»»
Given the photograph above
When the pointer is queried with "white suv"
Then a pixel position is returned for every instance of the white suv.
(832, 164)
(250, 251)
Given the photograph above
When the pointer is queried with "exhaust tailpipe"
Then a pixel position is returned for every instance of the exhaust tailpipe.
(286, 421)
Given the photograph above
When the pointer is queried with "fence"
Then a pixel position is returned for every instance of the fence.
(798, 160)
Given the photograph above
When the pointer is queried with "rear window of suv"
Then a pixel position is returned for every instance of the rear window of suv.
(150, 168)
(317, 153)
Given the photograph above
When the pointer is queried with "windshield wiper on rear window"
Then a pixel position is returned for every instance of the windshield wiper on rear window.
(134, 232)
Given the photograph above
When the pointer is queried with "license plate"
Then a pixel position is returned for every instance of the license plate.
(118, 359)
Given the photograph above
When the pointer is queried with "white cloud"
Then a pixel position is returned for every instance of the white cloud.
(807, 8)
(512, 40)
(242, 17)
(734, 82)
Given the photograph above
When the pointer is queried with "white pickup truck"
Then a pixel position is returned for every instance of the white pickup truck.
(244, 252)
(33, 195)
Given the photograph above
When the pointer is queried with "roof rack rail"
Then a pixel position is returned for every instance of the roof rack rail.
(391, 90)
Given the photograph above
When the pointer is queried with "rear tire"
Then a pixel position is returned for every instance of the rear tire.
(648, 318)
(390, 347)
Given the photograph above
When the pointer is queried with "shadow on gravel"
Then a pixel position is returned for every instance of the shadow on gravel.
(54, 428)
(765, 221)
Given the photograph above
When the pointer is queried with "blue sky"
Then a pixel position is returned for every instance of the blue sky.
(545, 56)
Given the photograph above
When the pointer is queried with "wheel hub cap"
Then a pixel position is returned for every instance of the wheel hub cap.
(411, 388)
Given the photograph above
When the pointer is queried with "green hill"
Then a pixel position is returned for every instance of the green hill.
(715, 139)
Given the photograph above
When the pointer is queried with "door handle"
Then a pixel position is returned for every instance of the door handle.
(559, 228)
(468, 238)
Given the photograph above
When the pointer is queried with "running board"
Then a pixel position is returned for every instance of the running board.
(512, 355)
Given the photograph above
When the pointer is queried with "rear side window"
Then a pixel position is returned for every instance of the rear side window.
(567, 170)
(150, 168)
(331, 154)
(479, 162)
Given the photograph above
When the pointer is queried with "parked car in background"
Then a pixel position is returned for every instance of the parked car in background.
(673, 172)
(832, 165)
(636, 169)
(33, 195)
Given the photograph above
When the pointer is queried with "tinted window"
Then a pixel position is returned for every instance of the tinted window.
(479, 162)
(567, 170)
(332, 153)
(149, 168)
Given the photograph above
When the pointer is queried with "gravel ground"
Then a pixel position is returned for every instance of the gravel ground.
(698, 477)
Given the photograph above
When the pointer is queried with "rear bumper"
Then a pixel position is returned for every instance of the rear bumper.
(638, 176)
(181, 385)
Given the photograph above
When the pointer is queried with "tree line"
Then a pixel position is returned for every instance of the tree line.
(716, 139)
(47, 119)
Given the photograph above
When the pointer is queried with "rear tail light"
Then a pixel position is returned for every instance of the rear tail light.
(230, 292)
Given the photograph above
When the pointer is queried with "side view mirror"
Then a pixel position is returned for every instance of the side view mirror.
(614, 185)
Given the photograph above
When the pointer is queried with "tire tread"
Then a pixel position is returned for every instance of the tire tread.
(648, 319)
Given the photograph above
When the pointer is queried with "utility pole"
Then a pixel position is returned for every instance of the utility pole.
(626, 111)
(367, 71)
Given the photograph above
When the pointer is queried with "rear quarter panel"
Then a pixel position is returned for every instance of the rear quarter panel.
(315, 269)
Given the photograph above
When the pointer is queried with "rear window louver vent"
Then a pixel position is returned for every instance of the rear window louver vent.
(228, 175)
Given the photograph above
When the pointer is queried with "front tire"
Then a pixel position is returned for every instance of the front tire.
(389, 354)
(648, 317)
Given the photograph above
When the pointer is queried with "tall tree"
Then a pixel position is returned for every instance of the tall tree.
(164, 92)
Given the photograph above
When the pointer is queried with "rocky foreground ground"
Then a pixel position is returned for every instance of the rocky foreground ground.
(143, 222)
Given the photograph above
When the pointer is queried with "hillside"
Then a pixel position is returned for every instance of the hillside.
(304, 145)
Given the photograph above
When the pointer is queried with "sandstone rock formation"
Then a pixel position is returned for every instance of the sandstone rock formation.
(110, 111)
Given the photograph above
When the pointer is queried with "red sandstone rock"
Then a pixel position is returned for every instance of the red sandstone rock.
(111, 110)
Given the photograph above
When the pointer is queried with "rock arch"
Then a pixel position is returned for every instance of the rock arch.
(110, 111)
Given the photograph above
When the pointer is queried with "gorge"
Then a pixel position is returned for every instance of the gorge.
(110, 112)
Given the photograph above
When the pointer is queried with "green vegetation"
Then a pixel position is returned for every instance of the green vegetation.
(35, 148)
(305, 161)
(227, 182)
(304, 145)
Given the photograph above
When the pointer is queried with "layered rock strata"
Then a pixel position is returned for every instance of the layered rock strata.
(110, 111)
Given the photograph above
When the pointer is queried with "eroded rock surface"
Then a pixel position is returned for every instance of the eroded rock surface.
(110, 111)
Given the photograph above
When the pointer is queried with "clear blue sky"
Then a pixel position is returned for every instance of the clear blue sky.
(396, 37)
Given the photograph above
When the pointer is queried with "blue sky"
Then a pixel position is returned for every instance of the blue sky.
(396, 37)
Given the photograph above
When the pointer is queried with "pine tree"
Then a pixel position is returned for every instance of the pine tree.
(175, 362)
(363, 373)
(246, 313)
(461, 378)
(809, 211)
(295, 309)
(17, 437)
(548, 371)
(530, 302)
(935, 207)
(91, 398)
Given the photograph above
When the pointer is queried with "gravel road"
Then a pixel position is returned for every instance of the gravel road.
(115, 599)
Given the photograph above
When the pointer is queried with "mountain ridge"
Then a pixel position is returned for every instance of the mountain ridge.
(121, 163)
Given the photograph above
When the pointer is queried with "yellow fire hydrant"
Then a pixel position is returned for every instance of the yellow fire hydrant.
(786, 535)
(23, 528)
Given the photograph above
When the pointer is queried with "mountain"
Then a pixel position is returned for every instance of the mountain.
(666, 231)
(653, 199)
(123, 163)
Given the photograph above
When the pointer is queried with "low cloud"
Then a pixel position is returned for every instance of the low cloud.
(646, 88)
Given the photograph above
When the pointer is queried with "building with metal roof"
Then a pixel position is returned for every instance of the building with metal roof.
««
With the string "metal" as the key, filter the data above and show the lines that match.

When the pointer is queried with "building with metal roof"
Then a pixel position is returned for every instance of the building with metal roof.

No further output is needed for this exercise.